В чем же здесь дело? Дело в том, что Ремеров, вместо того, чтобы воспретить некомплектную отгрузку, раздельную отгрузку, идет по линии наименьшего сопротивления. Он точно так же попадает в общий фарватер этого плавания и лавирования вокруг да около советских законов, а по существу против советских законов. Что он делает? Вы это помните из судебного следствия.

Вчера защита, анализируя переписку Ремерова, хотела доказать, что он боролся против некомплектности. Я целиком присоединяюсь к этому утверждению с маленькой только оговоркой: Ремеров боролся, но лишь путем переписки. Это верно, но это борьба бумажная, переписочная борьба, а следовательно, это не борьба. Во всяком случае на языке государственного обвинения это не борьба, а бумагомарание.

То, что Ремеров с кем-то переписывался, нас ни в коей мере не убеждает, что он действительно боролся, тем более, что если рассмотреть эту переписку по существу, го в ней нельзя найти возражений против некомплектной отгрузки. В лучшем случае здесь можно найти лишь попытки ослабить вредоносные последствия этой некомплектной отгрузки, попытки придумать кое-какие паллиативные средства, чтобы скорректировать, смягчить тот вред, который неизбежно получался от практики некомплектной отгрузки комбайнов.

Но у нас есть другая переписка, которой защита вчера не касалась и которая говорит прямо о том, что Ремеров очень серьезно беспокоился о результатах этой практики. Но и эта переписка ни в коей мере не защищает Ремерова именно потому, что Ремеров фактически ничего не делал, если не считать этой двусмысленной переписки, для прекращения этой критики. Почему? Сказать определенно затрудняюсь. Может быть, не сумел, может быть, не хотел. Может быть, и то и другое: и не сумел и не хотел. За «не хотел» он подлежит наказанию. За «не сумел» ему можно несколько смягчить наказание…

В чем мы обвиняем Дика? Дика мы обвиняем в том, что он, — как технический директор и как заместитель директора завода, явился инициатором этой идеи о том, чтобы рассматривать ту раздельную, некомплектную отправку, как комплектную отправку при условии двух-трехдневного разрыва в сроках отправки комбайнов и магнето.

§ ИСХОДНЫЕ ДАННЫЕ

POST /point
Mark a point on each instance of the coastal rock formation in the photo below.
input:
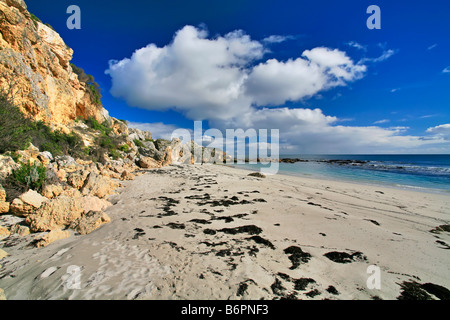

§ ЧТО НУЖНО СДЕЛАТЬ
Подхватите текст обвинительной речи о некомплектной отгрузке комбайнов и продолжите его сразу после последнего предложения.

§ РЕЗУЛЬТАТ
Это, конечно, был первый шаг к тому, чтобы сорвать постановление правительства. Дик сорвал это постановление, и Дик должен за это нести полную ответственность. С отгрузкой комбайнов, правда, были некоторые затруднения. Но Дик не пытается найти какой-нибудь иной способ и средства для выхода из затруднений. Даже тогда, когда Денисенко выдумал какой-то щиток к магнето и Дик признал, что нужно было только ввести некоторые изменения в этот щиток, понадобилось два месяца для того, чтобы ввести эти изменения, но изменения так и не были сделаны. Во всяком случае мы не могли установить, что этот щиток был введен в действие.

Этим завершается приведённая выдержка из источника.